§ Exercise brief
Please copy every one of the items below word for word, keeping each line and character unchanged.

§ Records for this exercise
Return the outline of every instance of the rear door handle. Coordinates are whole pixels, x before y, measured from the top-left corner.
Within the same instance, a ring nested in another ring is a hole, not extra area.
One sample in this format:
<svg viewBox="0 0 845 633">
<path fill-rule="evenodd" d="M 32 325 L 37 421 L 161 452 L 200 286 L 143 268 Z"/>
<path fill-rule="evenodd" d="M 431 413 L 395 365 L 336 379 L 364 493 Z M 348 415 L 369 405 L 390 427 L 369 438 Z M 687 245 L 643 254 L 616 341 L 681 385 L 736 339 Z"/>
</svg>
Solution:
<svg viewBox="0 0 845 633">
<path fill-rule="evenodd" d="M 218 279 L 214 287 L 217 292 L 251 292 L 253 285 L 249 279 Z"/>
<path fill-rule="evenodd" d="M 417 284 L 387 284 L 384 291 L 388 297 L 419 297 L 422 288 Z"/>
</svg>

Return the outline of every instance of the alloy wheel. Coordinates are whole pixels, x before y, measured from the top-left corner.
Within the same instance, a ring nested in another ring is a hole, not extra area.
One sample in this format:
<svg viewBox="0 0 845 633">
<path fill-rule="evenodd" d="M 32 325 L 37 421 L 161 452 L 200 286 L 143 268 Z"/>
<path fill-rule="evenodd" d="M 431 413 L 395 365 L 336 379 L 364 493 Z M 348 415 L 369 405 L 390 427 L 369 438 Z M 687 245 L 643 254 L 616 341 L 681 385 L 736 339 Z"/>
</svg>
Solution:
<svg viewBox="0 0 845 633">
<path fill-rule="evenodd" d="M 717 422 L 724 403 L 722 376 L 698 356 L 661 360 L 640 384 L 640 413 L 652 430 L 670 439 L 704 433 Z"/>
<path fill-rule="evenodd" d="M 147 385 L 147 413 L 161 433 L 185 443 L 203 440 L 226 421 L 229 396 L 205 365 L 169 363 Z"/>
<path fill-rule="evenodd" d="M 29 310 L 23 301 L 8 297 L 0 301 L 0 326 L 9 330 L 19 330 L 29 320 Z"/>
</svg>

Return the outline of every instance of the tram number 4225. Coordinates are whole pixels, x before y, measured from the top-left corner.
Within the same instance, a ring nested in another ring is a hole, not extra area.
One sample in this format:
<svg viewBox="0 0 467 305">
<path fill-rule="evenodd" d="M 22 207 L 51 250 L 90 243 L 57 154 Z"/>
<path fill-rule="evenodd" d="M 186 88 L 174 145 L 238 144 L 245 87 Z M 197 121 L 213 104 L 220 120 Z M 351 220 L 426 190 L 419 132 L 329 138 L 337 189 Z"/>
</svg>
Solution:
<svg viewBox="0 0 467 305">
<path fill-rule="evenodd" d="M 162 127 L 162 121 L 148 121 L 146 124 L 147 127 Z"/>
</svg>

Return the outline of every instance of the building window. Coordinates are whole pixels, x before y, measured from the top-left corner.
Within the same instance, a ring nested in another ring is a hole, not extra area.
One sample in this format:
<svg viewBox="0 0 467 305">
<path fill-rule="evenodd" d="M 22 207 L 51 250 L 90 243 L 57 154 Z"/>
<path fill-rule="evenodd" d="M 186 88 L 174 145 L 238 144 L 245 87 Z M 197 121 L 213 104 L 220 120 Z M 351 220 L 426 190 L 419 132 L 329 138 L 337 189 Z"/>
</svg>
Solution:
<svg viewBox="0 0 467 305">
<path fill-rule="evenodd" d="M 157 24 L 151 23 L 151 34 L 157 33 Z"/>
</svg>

§ Result of this exercise
Return the outline of every instance of the rear door handle. Coordinates are whole pixels, x before y, measured from the top-left corner.
Within the same instance, a ring nested in another ring is a hole, not extra area.
One sample in this format:
<svg viewBox="0 0 845 633">
<path fill-rule="evenodd" d="M 32 325 L 37 421 L 161 452 L 200 286 L 143 268 Z"/>
<path fill-rule="evenodd" d="M 431 413 L 395 365 L 336 379 L 364 493 Z M 348 415 L 369 405 L 390 427 L 369 438 Z M 687 245 L 643 254 L 616 341 L 681 385 L 736 339 Z"/>
</svg>
Solution:
<svg viewBox="0 0 845 633">
<path fill-rule="evenodd" d="M 218 279 L 214 287 L 217 292 L 251 292 L 253 285 L 249 279 Z"/>
<path fill-rule="evenodd" d="M 417 284 L 387 284 L 384 291 L 388 297 L 419 297 L 422 288 Z"/>
</svg>

Return the outline of every instance of the alloy wheel. Coordinates are whole pixels, x before y, measured from the top-left corner.
Within the same instance, a ring nested in another ring is a hole, not extra area.
One sample in this format:
<svg viewBox="0 0 845 633">
<path fill-rule="evenodd" d="M 32 325 L 37 421 L 161 452 L 200 286 L 143 268 Z"/>
<path fill-rule="evenodd" d="M 431 413 L 395 365 L 336 379 L 364 493 Z M 348 415 L 369 405 L 390 427 L 369 438 Z M 687 245 L 643 254 L 616 341 L 681 385 L 736 339 Z"/>
</svg>
Solution:
<svg viewBox="0 0 845 633">
<path fill-rule="evenodd" d="M 717 422 L 724 403 L 722 376 L 698 356 L 661 360 L 640 384 L 640 413 L 652 430 L 670 439 L 704 433 Z"/>
<path fill-rule="evenodd" d="M 147 385 L 147 413 L 161 433 L 185 443 L 203 440 L 226 421 L 229 396 L 205 365 L 169 363 Z"/>
<path fill-rule="evenodd" d="M 29 310 L 23 301 L 8 297 L 0 301 L 0 326 L 9 330 L 19 330 L 29 320 Z"/>
</svg>

Return the outline of every instance of the tram number 4225. Coordinates are whole pixels, x before y, measured from the top-left corner.
Within the same instance, a ring nested in another ring is a hole, not extra area.
One sample in this format:
<svg viewBox="0 0 467 305">
<path fill-rule="evenodd" d="M 22 207 L 51 250 L 90 243 L 57 154 Z"/>
<path fill-rule="evenodd" d="M 186 88 L 174 145 L 238 144 L 245 87 Z M 197 121 L 213 104 L 220 120 Z M 351 220 L 426 190 L 419 132 L 329 138 L 337 189 Z"/>
</svg>
Solution:
<svg viewBox="0 0 467 305">
<path fill-rule="evenodd" d="M 162 127 L 162 121 L 148 121 L 146 124 L 147 127 Z"/>
</svg>

Return the outline of every instance of the building window. Coordinates are whole pixels, x before y, measured from the top-left corner.
Within the same instance, a ring nested in another ring is a hole, not extra area.
One sample in this format:
<svg viewBox="0 0 467 305">
<path fill-rule="evenodd" d="M 22 207 L 51 250 L 90 243 L 57 154 Z"/>
<path fill-rule="evenodd" d="M 186 88 L 174 145 L 238 144 L 245 87 Z M 197 121 L 213 104 L 220 120 Z M 351 220 L 426 190 L 419 132 L 329 138 L 337 189 Z"/>
</svg>
Solution:
<svg viewBox="0 0 467 305">
<path fill-rule="evenodd" d="M 157 24 L 151 23 L 151 34 L 157 33 Z"/>
</svg>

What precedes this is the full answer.